• [TO BE DONE]:
a. According to the auditor's report excerpt, under which section of the Act do the standalone financial statements comply with the specified Accounting Standards?
b. Continue the auditor's report excerpt after its final sentence.

• [QUOTED PASSAGE]:
________________________

We communicate with those charged with governance regarding, among other matters, the planned scope and timing of the audit and significant audit findings, including any significant deficiencies in internal control that we identify during our audit.
We also provide those charged with governance with a statement that we have complied with relevant ethical requirements regarding independence, and to communicate with them all relationships and other matters that may reasonably be thought to bear on our independence, and where applicable, related safeguards.
From the matters communicated with those charged with governance, we determine those matters that were of most significance in the audit of the Standalone Financial Statements of the current period and are therefore the key audit matters. We describe these matters in our auditor''s report unless law or regulation precludes public disclosure about the matter or when, in extremely rare circumstances, we determine that a matter should not be communicated in our report because the adverse consequences of doing so would reasonably be expected to outweigh the public interest benefits of such communication.
1. As required by Section 143(3) of the Act, based on our audit, we report that:
a) We have sought and obtained all the information and explanations which to the best of our knowledge and belief were necessary for the purposes of our audit.
b) In our opinion, proper books of account as required by law have been kept by the Company so far as it appears from our examination of those books.
c) The Balance Sheet, the Statement of Profit and Loss and the Statement of Cash Flows dealt with by this Report are in agreement with the books of account.
d) In our opinion, the aforesaid Standalone financial statements comply with the Accounting Standards specified under Section 133 of the Act.
e) On the basis of the written representations received from the directors as on March 31, 2024 taken on record by the Board of Directors, none of the director is disqualified as on March 31, 2024 from being appointed as a director in terms of Section 164(2) of the Act.
f) With respect to the adequacy of the internal financial controls over financial reporting of the Company with reference to these Standalone Financial Statements and the operating effectiveness of such controls, refer to our separate Report in "Annexure A" Our report expresses an unmodified opinion on the adequacy and operating effectiveness of the Company''s internal financial controls over financial reporting.
g) With respect to the other matters to be included in the Auditor''s Report in accordance with the requirements of Section 197(16) of the Act, as amended, in our opinion and to the best of our information and according to the explanations given to us, the remuneration paid by the Company to its directors during the year is in accordance with the provisions of Section 197 of the Act.
h) With respect to the other matters to be included in the Auditor''s Report in accordance with Rule 11 of the Companies (Audit and Auditors) Rules, 2014, as amended in our opinion and to the best of our information and according to the explanations given to us:
i. The Company does not have any pending litigation having material effect on its financial position as at March 31, 2024.

________________________

• [DATASET CONTENT]:
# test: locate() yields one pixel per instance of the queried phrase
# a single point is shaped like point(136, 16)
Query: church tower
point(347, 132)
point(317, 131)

________________________

• [PER-TASK ANSWERS]:
a. Section 133 of the Act

b.
ii. The Company did not have any long-term contracts including derivative contracts for which there were any material foreseeable losses.
iii. There were no amounts which were required to be transferred to the Investor Education and Protection Fund by the Company.
iv. (a) The Management has represented that, to
the best of their knowledge and belief, as disclosed in the notes to the accounts, no funds (which are material either individually or in the aggregate) have been advanced or loaned or invested (either from borrowed funds or share premium or any other sources or kind of funds) by the Company to or in any other person(s) or entity(ies), including foreign entities ("Intermediaries"), with the understanding, whether recorded in writing or otherwise, that the Intermediary shall, directly or indirectly lend or invest in other persons or entities identified in any manner whatsoever by or on behalf of the Company ("Ultimate Beneficiaries") or provide any guarantee, security or the like on behalf of the Ultimate Beneficiaries.
(b) The Management has represented, that, to the best of their knowledge and belief, as disclosed in the notes to accounts, no funds (which are material either individually or in the aggregate) have been received by the Company from any person(s) or entity(ies), including foreign entities ("Funding Parties"), with the understanding, whether recorded in writing or otherwise, that the Company shall, directly or indirectly, lend or invest in other persons or entities identified in any manner whatsoever by or on behalf of the Funding Party ("Ultimate Beneficiaries") or provide any guarantee, security or the like on behalf of the Ultimate Beneficiaries.
(c) Based on the audit procedures that has been considered reasonable and appropriate in the circumstances, nothing has come to our notice that has caused us to believe that the representations under sub-clause (i) and (ii) of Rule 11(e), as provided under (a) and (b) above, contain any material misstatement.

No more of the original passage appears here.